» Page extract:
□ □ □ □ □

Collecting Software Engineering Data

The challenge of collecting software engineering data is to make sure that the collected data can provide useful information for project, process, and quality management and, at the same time, that the data collection process will not be a burden on development teams . Therefore, it is important to consider carefully what data to collect. The data must be based on well-defined metrics and models, which are used to drive improvements. Therefore, the goals of the data collection should be established and the questions of interest should be defined before any data is collected. Data classification schemes to be used and the level of precision must be carefully specified. The collection form or template and data fields should be pretested. The amount of data to be collected and the number of metrics to be used need not be overwhelming. It is more important that the information extracted from the data be focused, accurate, and useful than that it be plentiful. Without being metrics driven, overcollection of data could be wasteful . Overcollection of data is quite common when people start to measure software without an a priori specification of purpose, objectives, profound versus trivial issues, and metrics and models.

Gathering software engineering data can be expensive, especially if it is done as part of a research program, For example, the NASA Software Engineering Laboratory spent about 15% of their development costs on gathering and processing data on hundreds of metrics for a number of projects (Shooman, 1983). For large commercial development organizations, the relative cost of data gathering and processing should be much lower because of economy of scale and fewer metrics. However, the cost of data collection will never be insignificant. Nonetheless, data collection and analysis, which yields intelligence about the project and the development process, is vital for business success. Indeed, in many organizations, a tracking and data collection system is often an integral part of the software configuration or the project management system, without which the chance of success of large and complex projects will be reduced.

Basili and Weiss (1984) propose a data collection methodology that could be applicable anywhere . The schema consists of six steps with considerable feedback and iteration occurring at several places:

  1. Establish the goal of the data collection.
  2. Develop a list of questions of interest.
  3. Establish data categories.
  4. Design and test data collection forms.
  5. Collect and validate data.
  6. Analyze data.

The importance of the validation element of a data collection system or a development tracking system cannot be overemphasized.

In their study of NASA's Software Engineering Laboratory projects, Basili and Weiss (1984) found that software data are error-prone and that special validation provisions are generally needed. Validation should be performed concurrently with software development and data collection, based on interviews with those people supplying the data. In cases where data collection is part of the configuration control process and automated tools are available, data validation routines (e.g., consistency check, range limits, conditional entries, etc.) should be an integral part of the tools. Furthermore, training, clear guidelines and instructions, and an understanding of how the data are used by people who enter or collect the data enhance data accuracy significantly.

□ □ □ □ □

» Stored rows:
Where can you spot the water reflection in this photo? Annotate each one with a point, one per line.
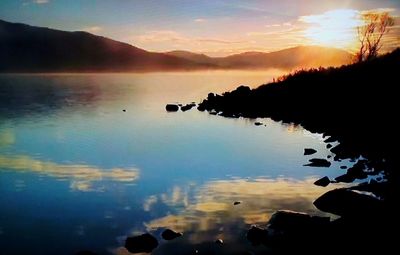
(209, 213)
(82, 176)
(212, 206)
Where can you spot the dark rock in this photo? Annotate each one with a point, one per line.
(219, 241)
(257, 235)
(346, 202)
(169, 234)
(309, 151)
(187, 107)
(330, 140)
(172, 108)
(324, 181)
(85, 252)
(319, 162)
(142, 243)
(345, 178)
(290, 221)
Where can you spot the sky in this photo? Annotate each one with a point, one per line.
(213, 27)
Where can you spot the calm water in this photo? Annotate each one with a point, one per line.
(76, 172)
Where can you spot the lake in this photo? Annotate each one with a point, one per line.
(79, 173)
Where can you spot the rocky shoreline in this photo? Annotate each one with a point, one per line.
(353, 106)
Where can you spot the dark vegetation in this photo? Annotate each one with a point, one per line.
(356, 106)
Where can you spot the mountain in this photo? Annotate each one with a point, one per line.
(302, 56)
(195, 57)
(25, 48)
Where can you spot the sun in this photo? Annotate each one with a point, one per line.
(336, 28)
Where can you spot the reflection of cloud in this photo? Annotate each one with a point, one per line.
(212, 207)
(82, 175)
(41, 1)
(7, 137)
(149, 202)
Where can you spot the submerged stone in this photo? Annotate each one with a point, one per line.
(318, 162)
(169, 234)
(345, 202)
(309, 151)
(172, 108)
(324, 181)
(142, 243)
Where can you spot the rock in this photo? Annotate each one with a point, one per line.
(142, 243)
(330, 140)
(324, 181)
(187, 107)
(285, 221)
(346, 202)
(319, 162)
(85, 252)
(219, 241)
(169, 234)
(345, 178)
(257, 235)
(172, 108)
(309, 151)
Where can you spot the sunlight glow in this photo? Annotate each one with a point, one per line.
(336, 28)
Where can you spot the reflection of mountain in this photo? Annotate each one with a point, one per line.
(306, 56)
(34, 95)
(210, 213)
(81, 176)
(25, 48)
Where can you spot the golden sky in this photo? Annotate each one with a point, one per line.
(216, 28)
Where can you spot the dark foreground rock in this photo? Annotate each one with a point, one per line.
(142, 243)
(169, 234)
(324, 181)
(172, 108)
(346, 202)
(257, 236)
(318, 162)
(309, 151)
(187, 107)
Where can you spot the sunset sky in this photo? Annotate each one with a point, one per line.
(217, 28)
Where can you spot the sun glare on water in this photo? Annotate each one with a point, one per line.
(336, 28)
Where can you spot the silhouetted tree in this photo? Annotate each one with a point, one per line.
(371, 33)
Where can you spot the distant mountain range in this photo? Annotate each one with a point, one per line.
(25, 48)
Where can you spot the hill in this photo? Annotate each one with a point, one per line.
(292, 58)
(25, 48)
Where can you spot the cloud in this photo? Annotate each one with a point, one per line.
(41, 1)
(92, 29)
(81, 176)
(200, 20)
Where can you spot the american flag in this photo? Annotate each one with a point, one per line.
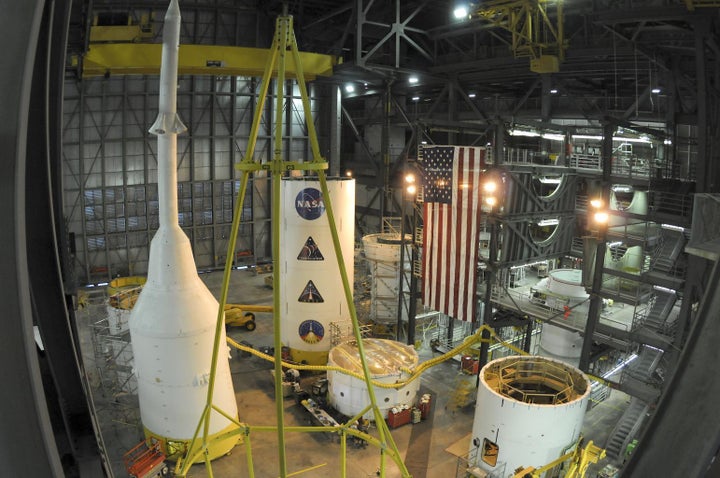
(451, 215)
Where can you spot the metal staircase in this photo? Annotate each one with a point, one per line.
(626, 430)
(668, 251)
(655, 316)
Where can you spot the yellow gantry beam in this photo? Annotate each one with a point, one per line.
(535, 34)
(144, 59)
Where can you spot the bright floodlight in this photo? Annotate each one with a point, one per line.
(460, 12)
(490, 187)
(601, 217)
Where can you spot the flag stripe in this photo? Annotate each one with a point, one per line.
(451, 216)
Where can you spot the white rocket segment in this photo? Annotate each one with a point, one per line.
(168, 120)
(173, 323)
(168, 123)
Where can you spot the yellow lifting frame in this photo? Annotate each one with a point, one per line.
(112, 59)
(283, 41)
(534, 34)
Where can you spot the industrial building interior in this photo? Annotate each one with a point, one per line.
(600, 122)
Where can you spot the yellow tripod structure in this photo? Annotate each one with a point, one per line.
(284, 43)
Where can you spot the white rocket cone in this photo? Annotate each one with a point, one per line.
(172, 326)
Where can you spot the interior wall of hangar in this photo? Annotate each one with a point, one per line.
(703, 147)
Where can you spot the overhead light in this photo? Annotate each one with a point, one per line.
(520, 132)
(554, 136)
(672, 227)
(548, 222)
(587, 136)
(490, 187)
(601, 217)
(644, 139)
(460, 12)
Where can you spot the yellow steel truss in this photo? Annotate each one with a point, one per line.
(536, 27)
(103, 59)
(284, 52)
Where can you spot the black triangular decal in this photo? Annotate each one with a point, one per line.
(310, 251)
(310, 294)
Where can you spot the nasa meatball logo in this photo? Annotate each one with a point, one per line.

□ □ □ □ □

» Problems and tasks:
A - In the text on collecting software engineering data, roughly what share of its development costs did the NASA Software Engineering Laboratory spend on gathering and processing data?
B - Copy out word for word the stretch of the text on collecting software engineering data from "Basili and Weiss (1984) propose" through "cannot be overemphasized.".

» Answers to the exercise:
A - About 15%.

B -
Basili and Weiss (1984) propose a data collection methodology that could be applicable anywhere . The schema consists of six steps with considerable feedback and iteration occurring at several places:

  1. Establish the goal of the data collection.
  2. Develop a list of questions of interest.
  3. Establish data categories.
  4. Design and test data collection forms.
  5. Collect and validate data.
  6. Analyze data.

The importance of the validation element of a data collection system or a development tracking system cannot be overemphasized.